▸ **Text to read**
- - - -
LBS Introduces Lifestyle Spending Accounts
It doesn’t matter where you look these days, the overwhelming message from employer groups is that their top priority is to attract, retain, and engage top talent to ensure success within their organizations. Now more than ever, employers are focused on the various aspects of employee health, including mental, physical, and financial wellness. When it comes to benefits that support the employee retention strategy, one option gaining momentum is the Lifestyle Spending Account (LSA).
An LSA is unique because allows employers to customize their benefit package and use funds for a wide range of expenses including fitness memberships, wellness programs, and nutritional counseling. Employers can also allow expenses such as pet insurance premiums, museum admissions and home cleaning services depending on what they think their employees need. LSA’s are an employer-funded account that provides relief for employees, post-tax, on non-traditional benefits typically excluded by other IRS regulated products like an FSA, HRA or HSA.
- - - -
▸ **Data excerpt**

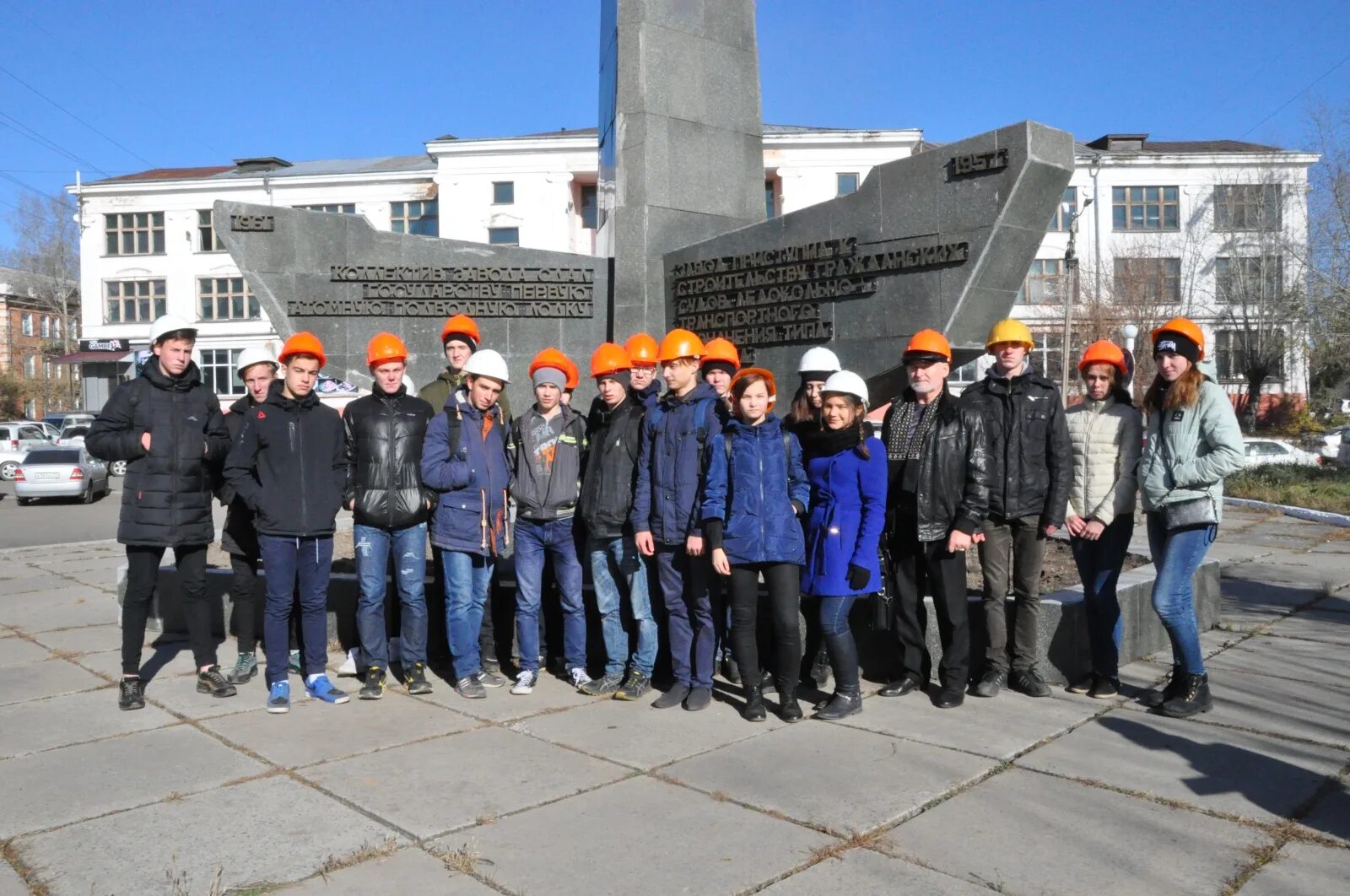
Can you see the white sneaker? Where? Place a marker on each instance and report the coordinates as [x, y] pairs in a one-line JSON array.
- - - -
▸ **Tasks**
[a] Do these statements agree with the text on Lifestyle Spending Accounts? For each, answer yes or no and quote the words from the text that decide it.
(i) The employee pays into the account.
(ii) Employers can let the account cover pet insurance premiums.
(iii) Employers care only about the physical health of employees.
[b] Go on with the text on Lifestyle Spending Accounts, starting after its last sentence.

▸ **Response list**
[a]
(i) No: "LSA’s are an employer-funded account"
(ii) Yes: "Employers can also allow expenses such as pet insurance premiums"
(iii) No: "employers are focused on the various aspects of employee health, including mental, physical, and financial wellness"

[b]
When an employee incurs an eligible expense, they will simply submit a claim to LBS and they’ll be reimbursed from their LSA account. Claims can be submitted via mail, online or through our mobile app. Once the claim is approved, the employee will receive reimbursement through direct deposit or a check in the mail.
By empowering employees to invest in their own wellness, employers can improve employee satisfaction, productivity, and overall health for their workforce. When you’re interested in learning more about an LSA, please reach out to your Lifetime Benefit Solutions Sales Representative.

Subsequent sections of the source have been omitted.